=== Begin Enclosure ===

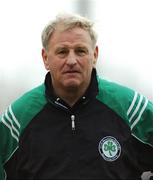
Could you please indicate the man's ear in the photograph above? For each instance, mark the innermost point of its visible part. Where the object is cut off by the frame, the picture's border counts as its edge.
(45, 58)
(95, 56)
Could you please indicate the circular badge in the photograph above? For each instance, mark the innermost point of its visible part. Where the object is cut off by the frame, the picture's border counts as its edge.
(109, 148)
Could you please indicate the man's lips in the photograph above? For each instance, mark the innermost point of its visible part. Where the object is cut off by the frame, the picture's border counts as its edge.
(71, 72)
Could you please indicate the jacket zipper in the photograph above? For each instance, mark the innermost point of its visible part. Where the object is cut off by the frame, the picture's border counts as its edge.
(73, 122)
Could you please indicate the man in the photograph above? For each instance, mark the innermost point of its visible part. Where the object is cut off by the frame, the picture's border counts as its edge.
(76, 125)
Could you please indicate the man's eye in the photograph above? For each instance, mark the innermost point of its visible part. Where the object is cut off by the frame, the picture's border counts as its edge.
(81, 52)
(62, 52)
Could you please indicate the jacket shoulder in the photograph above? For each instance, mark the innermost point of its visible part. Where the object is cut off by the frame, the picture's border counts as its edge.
(134, 108)
(27, 106)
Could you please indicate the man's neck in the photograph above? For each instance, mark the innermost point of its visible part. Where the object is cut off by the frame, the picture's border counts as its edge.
(71, 96)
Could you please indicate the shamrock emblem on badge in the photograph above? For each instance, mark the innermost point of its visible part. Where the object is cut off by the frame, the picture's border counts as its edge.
(109, 148)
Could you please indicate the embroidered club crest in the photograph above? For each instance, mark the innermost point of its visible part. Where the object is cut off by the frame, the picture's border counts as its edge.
(109, 148)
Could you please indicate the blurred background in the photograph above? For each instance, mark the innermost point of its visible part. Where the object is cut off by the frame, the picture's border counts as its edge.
(125, 29)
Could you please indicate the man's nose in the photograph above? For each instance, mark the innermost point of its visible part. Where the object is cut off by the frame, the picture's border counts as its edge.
(71, 58)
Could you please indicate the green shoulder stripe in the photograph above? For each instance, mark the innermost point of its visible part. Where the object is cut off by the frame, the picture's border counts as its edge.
(135, 109)
(15, 119)
(27, 106)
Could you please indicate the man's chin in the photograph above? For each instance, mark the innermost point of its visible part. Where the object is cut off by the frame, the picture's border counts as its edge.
(72, 86)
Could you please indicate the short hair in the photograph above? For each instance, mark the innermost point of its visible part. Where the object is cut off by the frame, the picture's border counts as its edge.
(68, 21)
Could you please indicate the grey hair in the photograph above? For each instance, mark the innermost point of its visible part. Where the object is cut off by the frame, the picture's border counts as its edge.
(68, 21)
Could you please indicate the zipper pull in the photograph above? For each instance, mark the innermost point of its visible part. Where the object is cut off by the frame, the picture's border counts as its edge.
(73, 122)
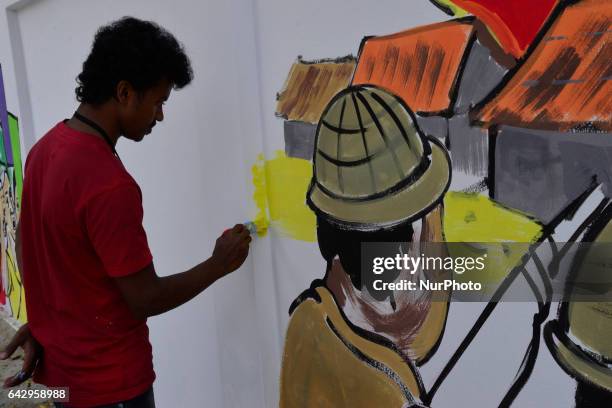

=== End Enclosure ===

=== WHAT IS BEING ASKED ===
Return the material from above in full, exactly as written, with the pictures omitted.

=== TASK ANSWER ===
Could you please indicate the man's ear in the photograph above? For each instance, mark the innermost point of its visible part. Where the object is cut off by the frame, the picture's border counts as its edge.
(45, 58)
(95, 56)
Could you please indicate the circular badge in the photograph above? For each instance, mark the innermost point of its visible part. Where the object is cut off by the frame, the picture's border counts as its edge.
(109, 148)
Could you please indicate the man's lips in the photograph above? For each instance, mark the innermost point of its visible part. Where the object is cut off by the frame, the picture's border counts as its edge.
(71, 72)
Could you please indicate the jacket zipper in the photograph above? For each instance, mark the innermost point of its visible part. Where the object is cut off by the frame, the picture's border counts as its edge.
(73, 122)
Could you please indicate the man in the photograph above? For each instance, mark the innermost point of its visible part. Where the object is cut off by the frame, the picture's border counts as its edge.
(76, 125)
Could you please indicate the man's eye in the photograph above? For each instance, mark the innermost point of its visible part. Where the object is cut off by the frame, the picture's border counts as its edge.
(81, 52)
(62, 52)
Could you please indicate the jacket shoulder in the photograph above? For each instance, mark the innermost point of its visible part. Where the object is cut off by the frame, the picture's border counts as its edge.
(134, 108)
(27, 106)
Could you please indicate the man's neck in the photograph above? For each instance, mark the innermost point of its visible part. Where the object is cut off by the frame, the picture's border counts as its edge.
(71, 96)
Could you please indicate the shamrock emblem on badge in the photograph above? For each instance, mark the innermost point of its visible part. Where the object is cut off by the frame, the picture's border counts as its edge.
(109, 148)
Could you please indicate the embroidered club crest in the photograph above? For each instance, mark the innermost point of its visible part. Where the object is cut off by the frame, the picture's border counts as its edge.
(109, 148)
Could you please indicate the blurred background in the photograph above? For each instance, mark the innermost point of its visible part. Where the object is cut off by the frame, the picture's border counts as its edge.
(125, 29)
Could you please indicate the man's nose in the photograph above? For each instance, mark the innermost point of its visible part. Where the object is cut off by the frame, the picture's border counts as its edge.
(71, 58)
Could you please indicate the green shoulder stripe in the photograph above? For each instance, mark the innermost point of its visible part. Where the object is cut off by the frame, the picture's border counts as its edge.
(135, 109)
(15, 119)
(27, 106)
Could you please indicate the man's chin in the photograph above? For each instance, mark the innermost point of its visible part. Where the object is cut off by the frame, the picture's border counts as its edge.
(72, 86)
Could you please indicate the short hair in the photograph above? For each instance, mark the innermost point of its visible part. Where the object is cut off by the frame, the picture's border counts as its edge.
(68, 21)
Could you please indicate the grey hair in the photograph above? For each instance, mark the innermost point of its visible part. Where the object is cut off by the frame, the picture's border counts as its edge.
(68, 21)
Could you please indicate the zipper pull in the photograph above? For each instance, mark the innermost point of its visible part. Where the object is cut off by the frame, the picture's border counts as its edge.
(73, 122)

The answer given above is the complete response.